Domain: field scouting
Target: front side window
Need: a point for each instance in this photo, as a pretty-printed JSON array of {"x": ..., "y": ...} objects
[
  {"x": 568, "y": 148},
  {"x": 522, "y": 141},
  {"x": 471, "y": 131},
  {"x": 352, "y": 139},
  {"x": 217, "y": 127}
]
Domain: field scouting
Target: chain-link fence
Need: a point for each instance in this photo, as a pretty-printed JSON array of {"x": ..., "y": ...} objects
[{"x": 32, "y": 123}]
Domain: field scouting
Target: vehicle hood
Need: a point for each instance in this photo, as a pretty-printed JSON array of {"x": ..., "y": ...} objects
* * * * * * * * *
EXERCISE BRIEF: Collect, from the material above, every line containing the word "Target".

EXPECTED OUTPUT:
Target: front side window
Target: chain-link fence
Target: vehicle hood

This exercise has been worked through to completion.